- [Goal]
Number every line of the records below in order, dropping any blank lines.

- [Extracted data]
<<<<

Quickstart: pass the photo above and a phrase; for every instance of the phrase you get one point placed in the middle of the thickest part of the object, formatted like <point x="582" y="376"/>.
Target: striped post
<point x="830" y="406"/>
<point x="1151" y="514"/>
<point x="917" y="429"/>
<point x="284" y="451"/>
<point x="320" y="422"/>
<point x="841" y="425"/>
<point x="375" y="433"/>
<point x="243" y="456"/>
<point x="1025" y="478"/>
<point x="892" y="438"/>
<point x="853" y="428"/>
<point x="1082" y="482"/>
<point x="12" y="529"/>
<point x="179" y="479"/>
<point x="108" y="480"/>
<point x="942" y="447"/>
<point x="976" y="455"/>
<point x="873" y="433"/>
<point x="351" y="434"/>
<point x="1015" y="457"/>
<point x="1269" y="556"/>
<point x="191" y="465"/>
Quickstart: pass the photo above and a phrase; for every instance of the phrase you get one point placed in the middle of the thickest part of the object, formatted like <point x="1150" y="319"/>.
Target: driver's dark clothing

>>>>

- [Final result]
1. Quickstart: pass the photo above and a phrase; for every instance of the phrase you get one point placed in the middle of the thickest part of the object, formatted like <point x="582" y="376"/>.
2. Target: striped post
3. <point x="830" y="406"/>
4. <point x="1151" y="514"/>
5. <point x="917" y="429"/>
6. <point x="284" y="451"/>
7. <point x="320" y="422"/>
8. <point x="841" y="425"/>
9. <point x="375" y="433"/>
10. <point x="243" y="456"/>
11. <point x="1025" y="478"/>
12. <point x="892" y="438"/>
13. <point x="853" y="428"/>
14. <point x="1082" y="482"/>
15. <point x="12" y="529"/>
16. <point x="179" y="479"/>
17. <point x="108" y="480"/>
18. <point x="942" y="447"/>
19. <point x="976" y="455"/>
20. <point x="873" y="433"/>
21. <point x="351" y="434"/>
22. <point x="1015" y="457"/>
23. <point x="1269" y="556"/>
24. <point x="191" y="465"/>
25. Quickstart: pass the photo above and a phrase; for every instance of the phrase you get one point placed in the middle of the thickest part of the object, formatted like <point x="1150" y="319"/>.
26. Target: driver's dark clothing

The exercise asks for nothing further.